- _Record excerpts_:

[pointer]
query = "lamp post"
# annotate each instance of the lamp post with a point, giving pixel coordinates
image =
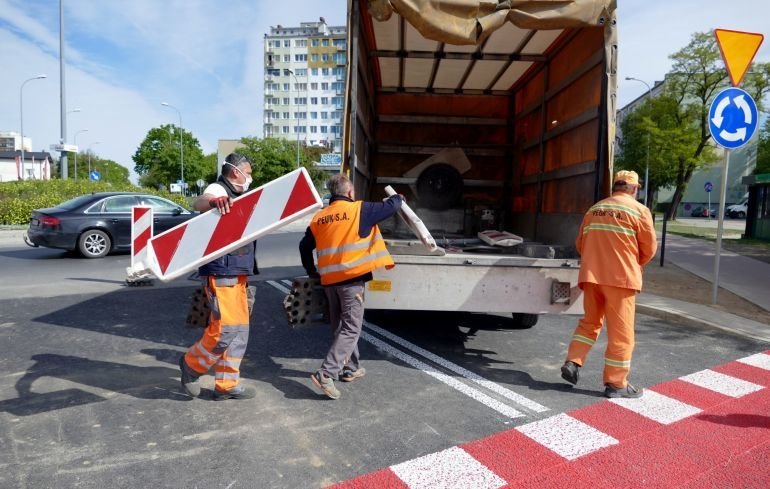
(21, 116)
(296, 85)
(76, 152)
(181, 147)
(647, 165)
(89, 157)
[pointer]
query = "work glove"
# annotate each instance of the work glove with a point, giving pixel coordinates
(222, 204)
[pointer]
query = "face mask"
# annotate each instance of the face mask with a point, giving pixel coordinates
(244, 186)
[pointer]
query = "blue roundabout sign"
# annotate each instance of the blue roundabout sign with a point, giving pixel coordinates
(733, 118)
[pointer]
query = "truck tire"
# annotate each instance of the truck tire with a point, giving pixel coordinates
(523, 320)
(439, 186)
(94, 243)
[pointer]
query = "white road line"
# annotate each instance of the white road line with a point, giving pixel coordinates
(657, 407)
(494, 387)
(724, 384)
(450, 381)
(278, 286)
(760, 360)
(567, 436)
(453, 468)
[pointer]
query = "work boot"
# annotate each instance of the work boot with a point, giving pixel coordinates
(570, 372)
(189, 381)
(239, 392)
(326, 384)
(627, 392)
(349, 375)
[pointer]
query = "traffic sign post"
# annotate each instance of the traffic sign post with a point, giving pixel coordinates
(733, 114)
(708, 187)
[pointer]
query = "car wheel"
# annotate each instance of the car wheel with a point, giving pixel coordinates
(94, 243)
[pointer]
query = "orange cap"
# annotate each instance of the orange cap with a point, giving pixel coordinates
(627, 176)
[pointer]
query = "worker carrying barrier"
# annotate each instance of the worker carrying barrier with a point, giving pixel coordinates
(210, 235)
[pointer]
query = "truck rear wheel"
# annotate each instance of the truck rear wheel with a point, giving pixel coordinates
(523, 320)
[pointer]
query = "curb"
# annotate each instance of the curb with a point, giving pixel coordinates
(685, 319)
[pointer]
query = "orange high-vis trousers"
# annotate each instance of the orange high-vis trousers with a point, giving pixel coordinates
(224, 340)
(618, 305)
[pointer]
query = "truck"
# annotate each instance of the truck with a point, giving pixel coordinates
(486, 116)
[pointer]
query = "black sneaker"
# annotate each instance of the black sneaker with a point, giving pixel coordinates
(240, 392)
(349, 375)
(627, 392)
(189, 382)
(570, 372)
(326, 384)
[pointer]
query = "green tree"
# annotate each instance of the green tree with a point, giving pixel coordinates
(274, 157)
(696, 77)
(157, 160)
(668, 141)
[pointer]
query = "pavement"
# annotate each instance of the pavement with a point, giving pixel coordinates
(746, 277)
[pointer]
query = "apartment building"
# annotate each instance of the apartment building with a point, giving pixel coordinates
(305, 83)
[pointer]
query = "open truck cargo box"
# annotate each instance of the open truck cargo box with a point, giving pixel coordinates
(484, 115)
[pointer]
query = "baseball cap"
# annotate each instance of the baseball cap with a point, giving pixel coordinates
(627, 176)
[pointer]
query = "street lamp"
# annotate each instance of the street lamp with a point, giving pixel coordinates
(296, 85)
(181, 147)
(89, 157)
(21, 116)
(647, 166)
(76, 152)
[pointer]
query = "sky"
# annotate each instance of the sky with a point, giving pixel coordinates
(123, 58)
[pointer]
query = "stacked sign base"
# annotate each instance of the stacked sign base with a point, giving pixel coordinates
(306, 303)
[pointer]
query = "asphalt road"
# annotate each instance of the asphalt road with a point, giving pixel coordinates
(90, 398)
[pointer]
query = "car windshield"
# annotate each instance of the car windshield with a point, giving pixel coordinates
(76, 202)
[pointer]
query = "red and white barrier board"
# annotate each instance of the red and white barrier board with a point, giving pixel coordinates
(186, 247)
(141, 232)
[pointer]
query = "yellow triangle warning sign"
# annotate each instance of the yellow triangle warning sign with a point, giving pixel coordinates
(738, 50)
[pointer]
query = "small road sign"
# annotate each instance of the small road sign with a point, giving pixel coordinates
(732, 118)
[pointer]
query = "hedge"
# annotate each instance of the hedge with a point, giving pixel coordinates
(18, 199)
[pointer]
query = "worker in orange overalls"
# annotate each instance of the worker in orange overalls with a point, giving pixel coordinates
(616, 238)
(349, 247)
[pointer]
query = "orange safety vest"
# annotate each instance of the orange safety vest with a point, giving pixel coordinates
(616, 238)
(342, 253)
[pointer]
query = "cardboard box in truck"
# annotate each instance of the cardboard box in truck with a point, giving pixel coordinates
(485, 116)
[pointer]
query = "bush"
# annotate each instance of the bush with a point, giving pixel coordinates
(19, 199)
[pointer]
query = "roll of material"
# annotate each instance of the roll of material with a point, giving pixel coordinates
(414, 223)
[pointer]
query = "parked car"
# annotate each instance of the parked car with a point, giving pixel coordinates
(99, 223)
(737, 210)
(703, 211)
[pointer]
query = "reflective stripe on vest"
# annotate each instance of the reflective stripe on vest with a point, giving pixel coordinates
(342, 253)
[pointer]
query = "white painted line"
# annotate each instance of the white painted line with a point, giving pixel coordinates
(414, 362)
(760, 360)
(658, 407)
(724, 384)
(494, 387)
(278, 286)
(450, 381)
(567, 436)
(453, 468)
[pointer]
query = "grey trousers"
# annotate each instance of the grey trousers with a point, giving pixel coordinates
(346, 315)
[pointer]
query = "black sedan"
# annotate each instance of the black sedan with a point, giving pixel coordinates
(99, 223)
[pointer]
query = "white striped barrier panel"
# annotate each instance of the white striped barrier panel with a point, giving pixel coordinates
(141, 232)
(252, 215)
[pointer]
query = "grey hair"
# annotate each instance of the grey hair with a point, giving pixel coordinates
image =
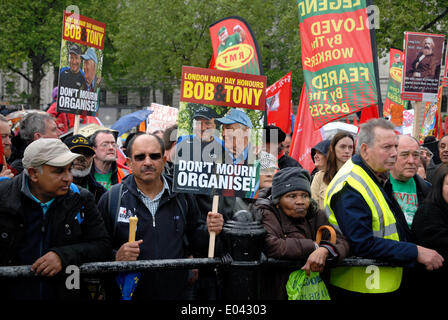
(92, 138)
(412, 138)
(366, 134)
(32, 123)
(3, 118)
(39, 168)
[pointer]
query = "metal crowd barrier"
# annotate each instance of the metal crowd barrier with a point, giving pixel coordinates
(99, 268)
(240, 266)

- _What is required_:
Omitting all images, print the listing exactly.

- _Written response_:
[pointer]
query = "lamp post"
# annotate each instance of the lamp post with a point, giving pixel coordinates
image =
(21, 116)
(296, 85)
(76, 152)
(181, 147)
(647, 165)
(89, 157)
[pointer]
query = "work glove"
# annotate each instance of the work glove with a point, giving pixel coordinates
(222, 204)
[pointer]
query = "face mask"
# annotate each instance of the face mask with a point, giving pixel coordinates
(244, 186)
[pointer]
query = "blue roundabout sign"
# annotate each instance of the blue roundabout sign with a point, giving pixel coordinates
(733, 118)
[pointer]
query = "truck tire"
# annotate each instance of the truck tire with a point, giving pixel coordinates
(523, 320)
(439, 186)
(94, 243)
[pointer]
query = "white road line"
# annotate each instance of the white road line with a point, giving pixel coordinates
(657, 407)
(494, 387)
(724, 384)
(450, 381)
(278, 286)
(760, 360)
(567, 436)
(453, 468)
[pointer]
query = "work boot"
# annotate each instance of the work boot with a point, giving pixel coordinates
(570, 372)
(189, 381)
(239, 392)
(326, 384)
(627, 392)
(349, 375)
[pointer]
query = "traffic sign post"
# annotate each instance of the traffic sign post with a point, giving pixel coordinates
(733, 114)
(708, 187)
[pointer]
query = "car wheel"
# annotate each instance of the car wheel with a point, giving pixel coordinates
(94, 243)
[pointer]
query = "orange cap"
# annotate each instance of the orange cap with a point, giving pixel coordinates
(627, 176)
[pointer]
query = "worker carrying barrier"
# annotate each instance of the worker carrying barrier with a point, giving pixel coordinates
(210, 235)
[pointer]
query = "truck rear wheel"
# annotate each instance of the truck rear wheel with a point, giving pixel coordinates
(523, 320)
[pointer]
query = "curb"
# annotate each instance of the curb with a point, giving pixel coordinates
(685, 319)
[pointer]
query = "orange high-vis trousers"
# annotate each instance of the orange high-vis trousers with a point, giving pixel coordinates
(224, 340)
(618, 305)
[pointer]
query = "truck"
# annotate each instance of the truck with a point, giving pixel coordinates
(486, 116)
[pointer]
query = "black sneaker"
# annotate each instance of the black sneaker with a point, giving pixel coordinates
(240, 392)
(349, 375)
(627, 392)
(189, 382)
(570, 372)
(326, 384)
[pointer]
query = "green tree"
# annotate each instance of the green tree with a point, giving pixel coordinates
(274, 157)
(696, 77)
(157, 160)
(668, 141)
[pointer]
query = "pavement"
# annotate each instance of the pavement with a point, giving pixel coordinates
(746, 277)
[pointer]
query = "apartment building"
# annotate each instance of the apartment building with a point, giving pixel coordinates
(305, 83)
[pointer]
query = "open truck cargo box"
# annotate each instance of the open truck cargo box with a point, giving pixel coordinates
(484, 115)
[pointer]
query = "baseball cap"
# annotate each instance of the baseball cap with a point, giving pixel coordinates
(627, 176)
[pointer]
query = "street lamp"
# annotate each instance of the street lamp with a point, giving pixel coordinates
(296, 85)
(181, 147)
(89, 157)
(21, 116)
(647, 166)
(76, 152)
[pointer]
query = "sky"
# annotate each instance of the sky with a point, giving pixel coordinates
(123, 58)
[pointer]
query = "stacked sign base"
# annotate each instance of the stacked sign base with a point, giving pixel coordinates
(306, 303)
[pointer]
query = "asphalt road"
# annotate each instance of the asphalt road with a point, giving pixel coordinates
(90, 398)
[pointer]
query = "car windshield"
# annotate each instance of the car windshield with a point, giving pixel coordinates
(76, 202)
[pointer]
query = "red and white barrier board"
# annotate each instance of the red and white barrier board with a point, giving pixel coordinates
(186, 247)
(141, 232)
[pointer]
query = "yellow triangle warning sign"
# annotate each instance of the yellow triangle warning sign with a point, giving pixel coordinates
(738, 50)
[pointer]
query = "small road sign"
# annotate each instance of the small road sign with a point, giving pixel coordinates
(732, 118)
[pointer]
query = "hedge"
# annotate each instance of the hedge with a point, giving pixel coordinates
(18, 199)
[pointer]
query = "worker in orange overalls"
# annotate each instance of the worker in orange overalls with a point, giving pixel coordinates
(616, 238)
(349, 247)
[pointer]
query = "orange safety vest"
# annotate each instance of the orange safety vest with a point, giving pixel coordinates
(616, 238)
(342, 253)
[pointer]
query = "cardboard box in truck"
# annotate each instance of the cardboard box in truck with a point, giving pixel coordinates
(485, 116)
[pointer]
query = "bush"
# annotate each instance of the bush with a point, giving pixel coordinates
(19, 199)
[pointer]
query = "roll of material"
# annotate each instance of the roll of material with a point, giving pixel coordinates
(414, 223)
[pointer]
query = "parked car"
# annotate each instance of the parked car with a point, giving pixel coordinates
(99, 223)
(737, 210)
(703, 211)
[pointer]
query = "reflective stripe on vest"
# annotate each instance of the reflective stripe on vest with a point, giving pixel coordinates
(342, 253)
[pointer]
query = "white painted line"
# annotate each instance of the white painted line with a point, giving pixel coordinates
(414, 362)
(760, 360)
(658, 407)
(724, 384)
(494, 387)
(278, 286)
(450, 381)
(567, 436)
(453, 468)
[pointer]
query = "grey trousers"
# annotate each instance of the grey trousers with a point, giving pixel coordinates
(346, 315)
[pointer]
query = "black sedan"
# annotate each instance of the black sedan with a point, giving pixel coordinates
(99, 223)
[pointer]
query = "white striped barrier panel"
# annotate each instance of the white striped barrier panel with a point, giving pixel coordinates
(141, 232)
(252, 215)
[pointer]
query = "grey hair"
# annotate each instance of the grey hair with a point, giving pixel coordinates
image =
(92, 138)
(412, 138)
(366, 134)
(32, 123)
(3, 118)
(39, 168)
[pointer]
query = "metal crowd barrier"
# annotate each instance of the metal crowd barrier with a point, giving pixel coordinates
(99, 268)
(240, 266)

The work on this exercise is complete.